- _Given text_:
[Start of section]

Q: So they default — what's the big deal?

A: In normal times, default by a single nation is manageable. Defaults normally occur in economic storms, however, not on sunny days. The risk now is contagion, not unlike the spread of disease. Mexico's defaults in 1994 and 1995 sparked the tequila crisis, in which developing nations everywhere faced higher borrowing costs as investors viewed their bonds as riskier after Mexico reneged on its obligations.

Q: How would this contagion spread?

A: It's already spreading — and to places that might seem surprising. As concerns began to mount over the past 10 days about financial problems in Greece, investors began betting against other countries with troubling deficits, such as Spain and Portugal. As the crisis in Europe deepens, investors began betting against healthier countries such as Norway and Germany because their banks have a lot of outstanding loans to the three troubled nations or businesses in them.

Q: Just how do investors bet against these countries?

A: They do so through credit-default swaps, which are exotic insurance-like financial instruments that signal how investors view the risk of any particular country's debt. As part of prudent management of the risks they're assuming, big investors that buy a country's bonds also buy these swaps as protection against default. Investors with no underlying stake in the bonds, however, can also buy swaps and bet against a country.

[End of section]

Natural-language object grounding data
[Start of section]

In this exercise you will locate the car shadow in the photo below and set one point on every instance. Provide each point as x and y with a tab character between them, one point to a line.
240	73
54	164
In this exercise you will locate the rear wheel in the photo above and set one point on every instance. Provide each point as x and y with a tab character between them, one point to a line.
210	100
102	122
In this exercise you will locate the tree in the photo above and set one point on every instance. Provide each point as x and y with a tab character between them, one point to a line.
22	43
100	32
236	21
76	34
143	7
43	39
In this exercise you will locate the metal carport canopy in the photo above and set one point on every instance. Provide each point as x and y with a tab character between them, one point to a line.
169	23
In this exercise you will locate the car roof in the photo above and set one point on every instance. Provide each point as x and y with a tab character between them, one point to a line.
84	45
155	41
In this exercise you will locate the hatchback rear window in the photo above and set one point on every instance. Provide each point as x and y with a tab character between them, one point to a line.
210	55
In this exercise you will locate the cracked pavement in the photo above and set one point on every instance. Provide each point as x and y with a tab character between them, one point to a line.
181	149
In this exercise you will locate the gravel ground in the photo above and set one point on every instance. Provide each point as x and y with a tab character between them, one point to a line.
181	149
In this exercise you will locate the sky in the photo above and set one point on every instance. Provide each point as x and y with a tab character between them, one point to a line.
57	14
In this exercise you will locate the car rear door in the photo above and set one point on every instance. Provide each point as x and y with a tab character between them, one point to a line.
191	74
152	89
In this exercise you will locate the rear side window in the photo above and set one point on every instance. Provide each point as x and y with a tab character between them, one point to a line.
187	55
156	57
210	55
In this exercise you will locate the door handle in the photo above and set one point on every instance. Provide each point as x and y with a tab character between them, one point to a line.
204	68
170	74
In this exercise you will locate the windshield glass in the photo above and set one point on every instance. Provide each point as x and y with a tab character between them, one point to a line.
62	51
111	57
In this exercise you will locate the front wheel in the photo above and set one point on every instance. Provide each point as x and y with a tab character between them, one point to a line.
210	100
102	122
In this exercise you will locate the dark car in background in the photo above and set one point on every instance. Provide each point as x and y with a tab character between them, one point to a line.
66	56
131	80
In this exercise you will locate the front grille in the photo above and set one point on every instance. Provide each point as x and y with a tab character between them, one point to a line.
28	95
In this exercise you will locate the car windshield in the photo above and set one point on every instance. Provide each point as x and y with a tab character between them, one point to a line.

[End of section]
[Start of section]

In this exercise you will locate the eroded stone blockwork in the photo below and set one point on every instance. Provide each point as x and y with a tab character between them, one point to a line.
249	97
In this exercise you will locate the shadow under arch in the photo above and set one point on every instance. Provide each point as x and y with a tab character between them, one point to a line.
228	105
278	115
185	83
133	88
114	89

[End of section]

- _Task_:
According to the Q&A on debt default, what crisis did Mexico's defaults in 1994 and 1995 spark? These entries have no connection to the Q&A on debt default.

- _Result below_:
The tequila crisis.